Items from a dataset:
★ ★ ★ ★ ★
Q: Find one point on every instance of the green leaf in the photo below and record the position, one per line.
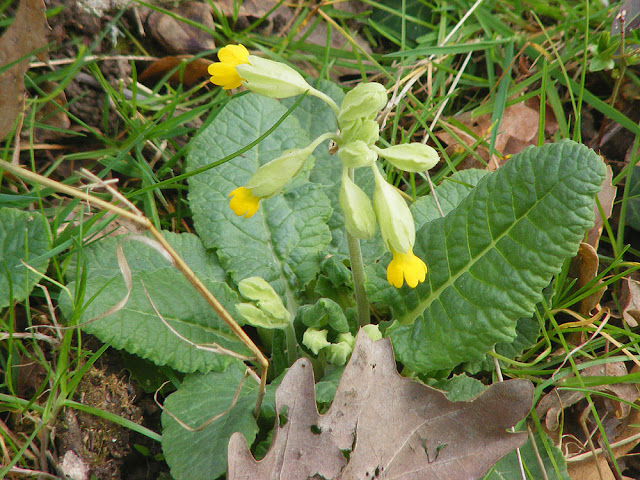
(285, 241)
(449, 193)
(490, 258)
(23, 237)
(136, 327)
(424, 210)
(324, 312)
(633, 202)
(459, 388)
(509, 469)
(203, 454)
★ ★ ★ ★ ★
Repeat all the data as it stands, dropping any images it holds.

**Result of the task:**
Q: Find one point on every instance of the green leaf in the photo below and record the position, one per line.
(285, 241)
(449, 193)
(490, 258)
(23, 237)
(136, 327)
(424, 210)
(324, 312)
(633, 202)
(459, 388)
(509, 469)
(203, 454)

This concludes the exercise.